> [DIRECTIONS FOR THIS TASK]:
Can you quote the Heusden-Zolder passage below in full, word for word?

> [DOCUMENT PASSAGE]:

[Start of section]

Heusden-Zolder (;  ) is a municipality located in the Belgian province of Limburg near Hasselt. On 1 January 2006 Heusden-Zolder had a total population of 30,769. The total area is 53.23 km² which gives a population density of 578 inhabitants per km².

Heusden-Zolder was the result of the merger on 1 January 1977 of the two former municipalities of Heusden and Zolder, and currently consists of the former Heusden parishes of Heusden centre, Berkenbos and Eversel, and the former Zolder parishes of Zolder centre, Boekt, Viversel, Bolderberg and Lindeman.

Heusden-Zolder is home to almost 2,000 immigrants from all over the world. This is due to the (now closed) coal mine of Zolder. During the 1960s Belgian coal mines faced an enormous shortage of employees. To address this problem, foreigner labourers were encouraged to immigrate and work near the mines. After their closure (the mine in Zolder was the last one in Belgium, the Netherlands and Luxemburg to close in 1992) most of the immigrants chose to stay, which makes Heusden-Zolder a relatively multicultural place.

Local infrastructure

The town hall, a large glass construction, is located in Zolder centre since the merger. As a compromise, the former town hall of Heusden is now used instead by the local social security department (OCMW).

[End of section]

> [DATA]:
[Start of section]

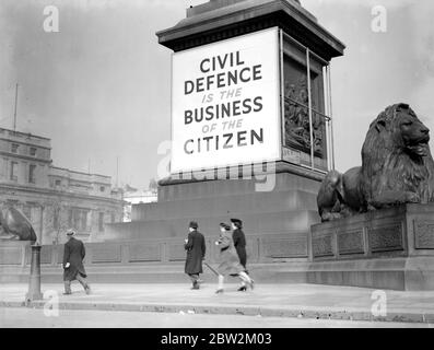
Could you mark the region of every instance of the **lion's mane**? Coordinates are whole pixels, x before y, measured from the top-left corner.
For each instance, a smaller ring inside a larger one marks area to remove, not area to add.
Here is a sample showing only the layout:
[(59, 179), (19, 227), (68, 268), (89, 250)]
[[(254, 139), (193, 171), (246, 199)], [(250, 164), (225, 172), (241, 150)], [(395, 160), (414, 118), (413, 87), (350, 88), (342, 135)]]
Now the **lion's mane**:
[(402, 145), (398, 118), (411, 116), (421, 126), (414, 112), (406, 104), (387, 107), (371, 124), (362, 148), (360, 189), (367, 206), (388, 191), (413, 192), (421, 203), (434, 201), (434, 161), (426, 144), (424, 156), (408, 152)]

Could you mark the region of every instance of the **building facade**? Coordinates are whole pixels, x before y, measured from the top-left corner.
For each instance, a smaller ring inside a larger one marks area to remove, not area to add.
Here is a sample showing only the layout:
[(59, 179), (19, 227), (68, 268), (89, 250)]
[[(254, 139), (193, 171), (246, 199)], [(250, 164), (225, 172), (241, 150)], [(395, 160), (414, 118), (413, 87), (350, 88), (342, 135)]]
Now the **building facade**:
[(132, 206), (142, 203), (153, 203), (159, 201), (159, 194), (156, 189), (148, 190), (124, 190), (124, 222), (131, 222)]
[(0, 128), (0, 205), (14, 206), (32, 222), (42, 244), (97, 241), (105, 224), (122, 221), (120, 190), (110, 176), (56, 167), (50, 139)]

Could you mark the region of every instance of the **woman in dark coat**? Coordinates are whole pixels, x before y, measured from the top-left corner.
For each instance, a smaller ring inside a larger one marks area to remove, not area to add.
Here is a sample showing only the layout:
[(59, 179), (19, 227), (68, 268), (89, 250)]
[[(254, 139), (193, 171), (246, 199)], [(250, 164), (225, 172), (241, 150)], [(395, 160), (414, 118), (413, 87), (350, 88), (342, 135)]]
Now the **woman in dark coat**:
[[(245, 287), (246, 283), (254, 289), (254, 282), (245, 272), (244, 267), (239, 264), (238, 254), (235, 250), (234, 242), (231, 236), (231, 228), (225, 223), (220, 224), (220, 238), (215, 242), (215, 245), (220, 248), (220, 265), (219, 271), (219, 288), (215, 293), (223, 292), (224, 276), (238, 276), (242, 279), (242, 283)], [(245, 288), (244, 290), (246, 290)]]
[(68, 242), (64, 244), (63, 250), (64, 294), (71, 294), (71, 282), (73, 280), (78, 280), (83, 285), (86, 294), (90, 294), (91, 288), (85, 280), (87, 276), (83, 266), (86, 252), (83, 242), (75, 240), (73, 237), (74, 234), (73, 230), (67, 232)]
[(232, 229), (234, 230), (232, 234), (232, 238), (234, 240), (234, 246), (236, 253), (239, 257), (239, 262), (244, 266), (244, 269), (247, 271), (247, 253), (246, 253), (246, 236), (243, 232), (243, 222), (238, 219), (231, 219)]
[(207, 252), (204, 237), (198, 232), (197, 222), (190, 222), (190, 233), (188, 238), (185, 240), (184, 248), (187, 250), (187, 259), (185, 266), (185, 272), (190, 277), (192, 282), (192, 289), (199, 289), (199, 273), (203, 273), (202, 260)]

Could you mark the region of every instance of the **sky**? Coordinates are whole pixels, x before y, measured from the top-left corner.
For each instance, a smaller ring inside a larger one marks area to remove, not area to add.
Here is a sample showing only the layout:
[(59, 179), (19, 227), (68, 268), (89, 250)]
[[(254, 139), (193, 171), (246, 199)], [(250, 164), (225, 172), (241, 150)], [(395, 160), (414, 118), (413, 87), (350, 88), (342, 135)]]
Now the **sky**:
[[(51, 139), (56, 166), (144, 188), (171, 138), (171, 50), (155, 33), (206, 0), (1, 0), (0, 127)], [(332, 60), (336, 166), (361, 164), (371, 121), (409, 103), (434, 130), (434, 3), (431, 0), (302, 0), (347, 45)], [(46, 33), (44, 8), (59, 9)], [(385, 33), (373, 7), (387, 10)], [(433, 143), (433, 142), (432, 142)]]

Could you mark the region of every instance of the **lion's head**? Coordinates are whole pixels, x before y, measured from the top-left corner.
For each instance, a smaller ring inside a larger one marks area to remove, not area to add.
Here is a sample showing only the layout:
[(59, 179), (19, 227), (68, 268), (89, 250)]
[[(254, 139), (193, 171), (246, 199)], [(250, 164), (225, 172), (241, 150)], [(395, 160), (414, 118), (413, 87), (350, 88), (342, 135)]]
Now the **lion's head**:
[[(387, 107), (371, 124), (362, 149), (362, 187), (367, 203), (434, 200), (430, 129), (409, 105)], [(373, 198), (376, 198), (374, 200)]]
[[(384, 145), (410, 155), (429, 155), (430, 129), (409, 105), (400, 103), (387, 107), (371, 124), (366, 141), (382, 139)], [(382, 143), (383, 143), (382, 142)]]

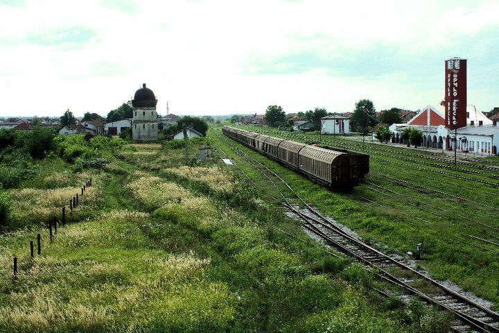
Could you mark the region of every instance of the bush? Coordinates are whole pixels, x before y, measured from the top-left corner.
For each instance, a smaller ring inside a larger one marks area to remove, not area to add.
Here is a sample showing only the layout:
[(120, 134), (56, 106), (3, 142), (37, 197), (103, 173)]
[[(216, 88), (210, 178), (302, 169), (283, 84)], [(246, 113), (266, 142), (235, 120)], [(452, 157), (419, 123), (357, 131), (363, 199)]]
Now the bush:
[(9, 216), (10, 198), (0, 184), (0, 225), (6, 225)]
[(0, 150), (12, 146), (15, 141), (15, 130), (2, 128), (0, 130)]

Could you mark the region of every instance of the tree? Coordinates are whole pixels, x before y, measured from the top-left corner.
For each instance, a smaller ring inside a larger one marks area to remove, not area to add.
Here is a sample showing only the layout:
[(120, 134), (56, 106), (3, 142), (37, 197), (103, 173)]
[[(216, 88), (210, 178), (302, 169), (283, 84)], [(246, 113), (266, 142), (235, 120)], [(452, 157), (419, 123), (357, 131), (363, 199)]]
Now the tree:
[(417, 130), (416, 128), (411, 128), (411, 131), (409, 133), (409, 142), (414, 144), (414, 148), (421, 146), (423, 143), (423, 131)]
[(369, 126), (376, 123), (376, 109), (372, 101), (369, 99), (361, 99), (356, 103), (356, 108), (350, 117), (350, 124), (356, 131), (362, 131), (365, 134), (369, 130)]
[(238, 122), (239, 122), (239, 116), (234, 114), (234, 116), (231, 117), (231, 123), (236, 123)]
[(265, 110), (264, 119), (270, 127), (277, 127), (284, 123), (286, 113), (281, 106), (269, 105)]
[(400, 123), (402, 122), (401, 111), (402, 111), (402, 109), (399, 109), (399, 108), (392, 108), (389, 110), (385, 110), (383, 111), (381, 117), (380, 117), (380, 121), (387, 125)]
[(26, 134), (24, 144), (32, 157), (41, 160), (47, 153), (53, 150), (53, 139), (55, 135), (53, 128), (37, 126), (33, 130)]
[(315, 124), (316, 128), (318, 128), (320, 126), (321, 118), (323, 118), (326, 116), (327, 116), (327, 111), (326, 111), (326, 109), (315, 108), (315, 110), (314, 110), (313, 112), (313, 114), (312, 115), (311, 120), (314, 123), (314, 124)]
[(384, 141), (386, 143), (388, 143), (388, 140), (389, 140), (392, 137), (392, 132), (387, 127), (381, 126), (378, 128), (378, 130), (376, 130), (376, 139), (378, 139), (380, 142), (383, 142)]
[(117, 109), (109, 112), (106, 121), (110, 123), (130, 118), (133, 118), (133, 108), (126, 103), (123, 103)]
[(206, 135), (208, 130), (208, 124), (198, 117), (185, 116), (177, 121), (177, 130), (185, 128), (186, 126), (192, 126), (195, 130)]
[(295, 121), (292, 118), (288, 118), (288, 119), (286, 121), (286, 125), (287, 127), (290, 128), (290, 130), (292, 130), (292, 126), (295, 124)]
[(60, 117), (60, 122), (62, 126), (66, 125), (74, 125), (76, 123), (76, 118), (73, 115), (73, 112), (69, 111), (68, 109), (62, 116)]
[(91, 117), (91, 113), (87, 112), (85, 114), (83, 114), (83, 119), (82, 119), (83, 121), (89, 121), (90, 120), (92, 120)]
[(306, 120), (312, 120), (313, 119), (313, 111), (309, 110), (308, 111), (305, 112), (305, 119)]
[(406, 140), (408, 144), (408, 147), (410, 146), (410, 142), (409, 142), (409, 136), (410, 135), (411, 132), (411, 128), (410, 127), (406, 127), (403, 130), (402, 130), (402, 132), (401, 133), (401, 139), (403, 140)]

[End of section]

> [TASK ANSWER]:
Heusden-Zolder (;  ) is a municipality located in the Belgian province of Limburg near Hasselt. On 1 January 2006 Heusden-Zolder had a total population of 30,769. The total area is 53.23 km² which gives a population density of 578 inhabitants per km².

Heusden-Zolder was the result of the merger on 1 January 1977 of the two former municipalities of Heusden and Zolder, and currently consists of the former Heusden parishes of Heusden centre, Berkenbos and Eversel, and the former Zolder parishes of Zolder centre, Boekt, Viversel, Bolderberg and Lindeman.

Heusden-Zolder is home to almost 2,000 immigrants from all over the world. This is due to the (now closed) coal mine of Zolder. During the 1960s Belgian coal mines faced an enormous shortage of employees. To address this problem, foreigner labourers were encouraged to immigrate and work near the mines. After their closure (the mine in Zolder was the last one in Belgium, the Netherlands and Luxemburg to close in 1992) most of the immigrants chose to stay, which makes Heusden-Zolder a relatively multicultural place.

Local infrastructure

The town hall, a large glass construction, is located in Zolder centre since the merger. As a compromise, the former town hall of Heusden is now used instead by the local social security department (OCMW).